__WORK REQUIRED__: Count the lines below that contain the string "pixel", treating uppercase and lowercase as different, and reply with only the number.

** Start PROVIDED MATERIAL **

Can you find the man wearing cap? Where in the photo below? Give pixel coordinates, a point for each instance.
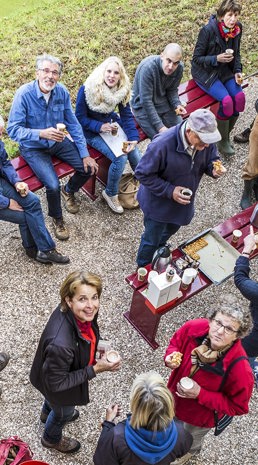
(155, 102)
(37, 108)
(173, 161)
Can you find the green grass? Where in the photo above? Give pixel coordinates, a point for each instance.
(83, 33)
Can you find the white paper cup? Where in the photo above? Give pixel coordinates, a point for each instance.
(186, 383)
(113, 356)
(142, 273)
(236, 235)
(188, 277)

** End PROVIDED MATERIAL **
** Start PROVIDED MATERIAL **

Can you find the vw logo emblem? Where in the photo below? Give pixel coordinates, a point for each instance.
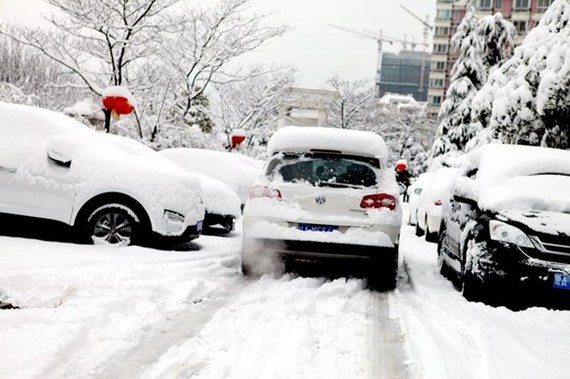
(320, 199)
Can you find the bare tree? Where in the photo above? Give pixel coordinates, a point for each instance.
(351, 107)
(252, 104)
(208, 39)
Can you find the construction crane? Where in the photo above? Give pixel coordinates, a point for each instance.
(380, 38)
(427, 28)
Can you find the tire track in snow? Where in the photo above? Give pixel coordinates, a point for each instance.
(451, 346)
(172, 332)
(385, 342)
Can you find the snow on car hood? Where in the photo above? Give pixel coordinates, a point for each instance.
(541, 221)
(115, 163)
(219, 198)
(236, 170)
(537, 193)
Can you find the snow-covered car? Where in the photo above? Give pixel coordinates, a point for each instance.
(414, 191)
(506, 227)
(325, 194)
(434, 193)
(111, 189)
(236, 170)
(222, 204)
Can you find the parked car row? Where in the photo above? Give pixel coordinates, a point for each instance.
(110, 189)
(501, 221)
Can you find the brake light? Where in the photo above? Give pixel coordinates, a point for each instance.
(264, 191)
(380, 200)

** End PROVIDED MATERIAL **

__EXERCISE RESULT__: 11